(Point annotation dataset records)
## START
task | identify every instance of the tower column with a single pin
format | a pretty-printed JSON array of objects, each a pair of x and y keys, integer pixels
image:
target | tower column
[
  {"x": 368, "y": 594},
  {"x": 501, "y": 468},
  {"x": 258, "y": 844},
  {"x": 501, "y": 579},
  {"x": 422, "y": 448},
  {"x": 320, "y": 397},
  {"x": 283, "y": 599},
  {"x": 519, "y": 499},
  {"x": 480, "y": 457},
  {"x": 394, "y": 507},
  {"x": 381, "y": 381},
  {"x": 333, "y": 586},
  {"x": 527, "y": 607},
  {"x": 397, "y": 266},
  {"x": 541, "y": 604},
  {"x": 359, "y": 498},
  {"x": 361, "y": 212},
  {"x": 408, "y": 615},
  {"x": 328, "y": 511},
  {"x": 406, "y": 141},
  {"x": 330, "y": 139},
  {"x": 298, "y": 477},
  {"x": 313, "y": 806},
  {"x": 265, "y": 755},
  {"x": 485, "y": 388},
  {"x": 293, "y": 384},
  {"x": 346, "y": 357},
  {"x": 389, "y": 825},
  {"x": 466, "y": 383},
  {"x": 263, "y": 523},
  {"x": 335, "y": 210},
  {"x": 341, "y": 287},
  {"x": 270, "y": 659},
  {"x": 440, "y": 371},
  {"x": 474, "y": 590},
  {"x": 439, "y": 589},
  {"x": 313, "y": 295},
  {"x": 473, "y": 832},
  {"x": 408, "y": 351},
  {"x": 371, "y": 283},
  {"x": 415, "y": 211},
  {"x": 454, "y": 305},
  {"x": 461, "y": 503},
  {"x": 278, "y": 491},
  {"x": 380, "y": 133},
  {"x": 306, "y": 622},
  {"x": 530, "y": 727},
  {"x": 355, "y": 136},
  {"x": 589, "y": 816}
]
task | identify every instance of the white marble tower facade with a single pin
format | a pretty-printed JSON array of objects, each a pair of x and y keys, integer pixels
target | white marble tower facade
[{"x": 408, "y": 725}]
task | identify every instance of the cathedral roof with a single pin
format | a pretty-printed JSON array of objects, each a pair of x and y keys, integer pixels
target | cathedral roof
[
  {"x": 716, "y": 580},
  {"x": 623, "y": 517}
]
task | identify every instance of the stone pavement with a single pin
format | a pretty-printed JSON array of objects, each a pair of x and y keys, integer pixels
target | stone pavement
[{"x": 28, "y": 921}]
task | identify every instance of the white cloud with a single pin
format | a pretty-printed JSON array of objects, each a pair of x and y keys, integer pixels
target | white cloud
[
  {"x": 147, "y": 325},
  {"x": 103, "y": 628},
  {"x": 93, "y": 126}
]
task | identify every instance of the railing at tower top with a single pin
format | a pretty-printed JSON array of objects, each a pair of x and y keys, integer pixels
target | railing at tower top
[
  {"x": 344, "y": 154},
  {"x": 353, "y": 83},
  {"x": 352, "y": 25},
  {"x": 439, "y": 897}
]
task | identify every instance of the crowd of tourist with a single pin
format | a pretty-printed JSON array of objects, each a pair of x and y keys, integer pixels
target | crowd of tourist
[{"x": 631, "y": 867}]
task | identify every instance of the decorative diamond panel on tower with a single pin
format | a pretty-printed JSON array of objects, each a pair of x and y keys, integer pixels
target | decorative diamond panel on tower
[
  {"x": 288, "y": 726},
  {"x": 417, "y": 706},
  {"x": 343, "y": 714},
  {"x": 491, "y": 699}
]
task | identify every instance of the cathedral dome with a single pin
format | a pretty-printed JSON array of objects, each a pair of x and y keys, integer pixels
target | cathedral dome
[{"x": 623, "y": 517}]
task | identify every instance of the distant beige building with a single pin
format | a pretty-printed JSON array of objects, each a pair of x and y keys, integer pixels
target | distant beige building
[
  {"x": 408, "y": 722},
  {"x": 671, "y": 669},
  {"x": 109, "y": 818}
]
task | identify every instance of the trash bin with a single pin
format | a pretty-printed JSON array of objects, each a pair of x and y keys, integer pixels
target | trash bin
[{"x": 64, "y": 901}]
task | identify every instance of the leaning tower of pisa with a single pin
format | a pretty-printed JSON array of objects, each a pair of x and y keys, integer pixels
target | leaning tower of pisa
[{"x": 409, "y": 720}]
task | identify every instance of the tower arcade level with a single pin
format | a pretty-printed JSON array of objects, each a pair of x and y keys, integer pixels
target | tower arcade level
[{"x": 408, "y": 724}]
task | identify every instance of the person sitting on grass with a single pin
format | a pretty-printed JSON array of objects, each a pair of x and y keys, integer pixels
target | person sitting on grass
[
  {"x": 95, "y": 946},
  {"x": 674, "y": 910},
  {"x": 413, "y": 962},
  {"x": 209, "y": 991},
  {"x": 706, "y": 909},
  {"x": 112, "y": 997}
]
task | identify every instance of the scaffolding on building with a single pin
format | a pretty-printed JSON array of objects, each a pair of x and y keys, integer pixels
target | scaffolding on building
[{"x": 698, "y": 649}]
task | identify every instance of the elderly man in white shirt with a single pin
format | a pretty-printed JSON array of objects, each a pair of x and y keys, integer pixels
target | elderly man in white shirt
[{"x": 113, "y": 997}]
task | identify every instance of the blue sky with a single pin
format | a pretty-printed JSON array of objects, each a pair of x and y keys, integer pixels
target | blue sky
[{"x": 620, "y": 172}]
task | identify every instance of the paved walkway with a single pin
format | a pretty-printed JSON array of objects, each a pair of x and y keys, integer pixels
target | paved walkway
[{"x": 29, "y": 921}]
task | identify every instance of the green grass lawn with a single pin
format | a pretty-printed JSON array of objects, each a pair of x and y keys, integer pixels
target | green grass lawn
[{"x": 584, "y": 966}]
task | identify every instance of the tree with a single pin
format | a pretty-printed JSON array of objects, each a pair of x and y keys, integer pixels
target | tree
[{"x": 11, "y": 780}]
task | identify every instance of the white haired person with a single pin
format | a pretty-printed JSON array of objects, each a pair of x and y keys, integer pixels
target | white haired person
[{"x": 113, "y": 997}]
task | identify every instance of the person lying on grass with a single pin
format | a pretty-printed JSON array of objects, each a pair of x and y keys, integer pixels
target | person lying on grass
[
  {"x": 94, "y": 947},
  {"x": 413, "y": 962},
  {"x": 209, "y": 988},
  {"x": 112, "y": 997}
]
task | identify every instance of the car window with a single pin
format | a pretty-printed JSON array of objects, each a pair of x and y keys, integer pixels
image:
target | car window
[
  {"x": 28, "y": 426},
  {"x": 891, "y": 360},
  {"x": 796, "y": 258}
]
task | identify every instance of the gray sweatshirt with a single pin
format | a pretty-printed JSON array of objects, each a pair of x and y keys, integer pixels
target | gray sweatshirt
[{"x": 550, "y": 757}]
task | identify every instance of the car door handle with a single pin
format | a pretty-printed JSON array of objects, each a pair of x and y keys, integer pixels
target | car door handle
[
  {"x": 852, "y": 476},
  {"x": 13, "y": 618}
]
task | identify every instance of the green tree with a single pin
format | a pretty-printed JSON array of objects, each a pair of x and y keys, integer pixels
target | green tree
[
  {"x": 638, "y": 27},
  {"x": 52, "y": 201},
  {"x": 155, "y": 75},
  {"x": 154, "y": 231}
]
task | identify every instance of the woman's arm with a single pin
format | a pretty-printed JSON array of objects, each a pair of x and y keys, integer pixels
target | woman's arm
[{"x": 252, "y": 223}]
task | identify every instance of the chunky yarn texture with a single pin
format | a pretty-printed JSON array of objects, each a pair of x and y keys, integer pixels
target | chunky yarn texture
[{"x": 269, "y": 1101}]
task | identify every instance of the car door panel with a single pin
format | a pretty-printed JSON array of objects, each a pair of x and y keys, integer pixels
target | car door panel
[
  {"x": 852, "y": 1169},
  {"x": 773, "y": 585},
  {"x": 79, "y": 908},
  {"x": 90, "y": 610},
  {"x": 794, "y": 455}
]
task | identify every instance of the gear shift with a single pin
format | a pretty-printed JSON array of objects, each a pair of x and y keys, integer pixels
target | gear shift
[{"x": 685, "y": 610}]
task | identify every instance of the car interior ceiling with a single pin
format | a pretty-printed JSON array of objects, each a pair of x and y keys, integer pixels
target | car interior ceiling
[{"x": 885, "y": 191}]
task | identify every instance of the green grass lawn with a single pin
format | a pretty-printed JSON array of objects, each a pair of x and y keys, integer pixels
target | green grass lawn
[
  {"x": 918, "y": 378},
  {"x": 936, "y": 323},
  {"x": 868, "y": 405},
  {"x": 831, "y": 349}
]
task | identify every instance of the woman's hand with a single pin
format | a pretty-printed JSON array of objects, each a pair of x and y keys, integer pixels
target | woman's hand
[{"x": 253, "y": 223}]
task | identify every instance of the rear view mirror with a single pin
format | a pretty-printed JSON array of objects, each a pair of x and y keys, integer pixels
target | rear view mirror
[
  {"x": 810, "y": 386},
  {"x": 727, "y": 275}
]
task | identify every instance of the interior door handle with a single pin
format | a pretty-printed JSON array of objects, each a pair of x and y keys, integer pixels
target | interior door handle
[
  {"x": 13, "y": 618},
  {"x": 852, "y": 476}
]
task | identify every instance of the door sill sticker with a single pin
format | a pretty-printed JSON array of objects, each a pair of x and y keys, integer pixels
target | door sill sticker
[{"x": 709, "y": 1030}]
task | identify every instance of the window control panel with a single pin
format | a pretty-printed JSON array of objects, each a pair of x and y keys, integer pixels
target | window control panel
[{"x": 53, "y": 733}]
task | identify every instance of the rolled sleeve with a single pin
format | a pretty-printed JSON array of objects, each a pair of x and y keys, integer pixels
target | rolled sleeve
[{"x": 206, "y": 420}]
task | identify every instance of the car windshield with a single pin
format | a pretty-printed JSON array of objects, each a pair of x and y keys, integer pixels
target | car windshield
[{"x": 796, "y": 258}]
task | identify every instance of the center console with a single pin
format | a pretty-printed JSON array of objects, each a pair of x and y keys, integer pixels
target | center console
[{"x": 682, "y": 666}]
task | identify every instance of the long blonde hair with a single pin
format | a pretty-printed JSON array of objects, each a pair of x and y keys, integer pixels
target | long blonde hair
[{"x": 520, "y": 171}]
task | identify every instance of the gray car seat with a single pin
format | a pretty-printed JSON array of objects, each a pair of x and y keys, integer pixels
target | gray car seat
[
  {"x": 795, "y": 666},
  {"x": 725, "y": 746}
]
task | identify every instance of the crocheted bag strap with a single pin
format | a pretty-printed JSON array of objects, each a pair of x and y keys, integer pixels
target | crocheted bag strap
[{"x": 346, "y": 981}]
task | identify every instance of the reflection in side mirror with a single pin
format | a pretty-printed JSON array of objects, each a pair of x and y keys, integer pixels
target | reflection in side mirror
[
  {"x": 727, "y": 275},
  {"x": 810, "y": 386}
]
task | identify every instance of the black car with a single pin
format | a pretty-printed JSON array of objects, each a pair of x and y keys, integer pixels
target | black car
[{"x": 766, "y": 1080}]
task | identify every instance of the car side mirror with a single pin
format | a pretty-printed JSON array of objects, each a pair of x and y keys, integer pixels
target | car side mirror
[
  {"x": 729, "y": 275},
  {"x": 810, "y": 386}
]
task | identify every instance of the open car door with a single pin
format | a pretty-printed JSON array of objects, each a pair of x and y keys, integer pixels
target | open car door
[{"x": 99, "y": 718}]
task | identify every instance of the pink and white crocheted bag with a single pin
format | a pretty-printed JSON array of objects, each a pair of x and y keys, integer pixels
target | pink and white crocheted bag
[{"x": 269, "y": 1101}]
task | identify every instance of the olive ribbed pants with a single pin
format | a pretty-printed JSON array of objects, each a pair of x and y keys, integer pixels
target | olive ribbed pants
## END
▶ [PROBLEM TO SOLVE] Output only the lines from the one holding "task | identify every instance of the reflection" through the last line above, exactly as they appear.

▶ [EXERCISE RESULT]
task | identify every instance of the reflection in side mirror with a single pin
format | a pretty-printed JSON array of objects, each a pair of x and y keys, integer pixels
target | reflection in side mirror
[
  {"x": 727, "y": 275},
  {"x": 810, "y": 386}
]
task | identify every instance of the black car with a single pin
format | a pretty-printed JSON array of objects, each a pair of x and y keys, integer pixels
target | black car
[{"x": 766, "y": 1080}]
task | identify every instance of the car side mirror with a single pin
format | a pretty-printed JSON array of objects, each a pair of x and y keys, integer pixels
target | car side mirror
[
  {"x": 729, "y": 275},
  {"x": 810, "y": 386}
]
task | identify every instance of the open car door with a single pin
format | a pretty-printed JSON array of objects, each a pair of x and y keys, integer pixels
target | open car door
[{"x": 99, "y": 718}]
task | identify every instance of the pink and white crocheted bag with a single pin
format | a pretty-printed JSON array of objects, each a pair of x and y keys, integer pixels
target | pink and white crocheted bag
[{"x": 269, "y": 1101}]
task | identify every instance of the olive ribbed pants with a single pin
format | a pretty-printed JSON array of objects, each a pair of x and y keys, integer pixels
target | olive ribbed pants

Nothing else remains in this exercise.